> WHAT YOU NEED TO DO: Reproduce all of the rows below, requests included, and shift each answer coordinate by adding -84 to every one of its numbers. Leave the numbers in the requests and their format samples unchanged.

▬▬▬▬▬▬

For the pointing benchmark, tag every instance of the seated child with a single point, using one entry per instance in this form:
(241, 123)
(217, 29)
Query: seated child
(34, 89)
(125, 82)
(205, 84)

▬▬▬▬▬▬

> RESPONSE FOR THIS EXERCISE:
For the pointing benchmark, tag every instance of the seated child with a single point, using one entry per instance in this form:
(241, 123)
(217, 29)
Query: seated child
(-50, 5)
(41, -2)
(121, 0)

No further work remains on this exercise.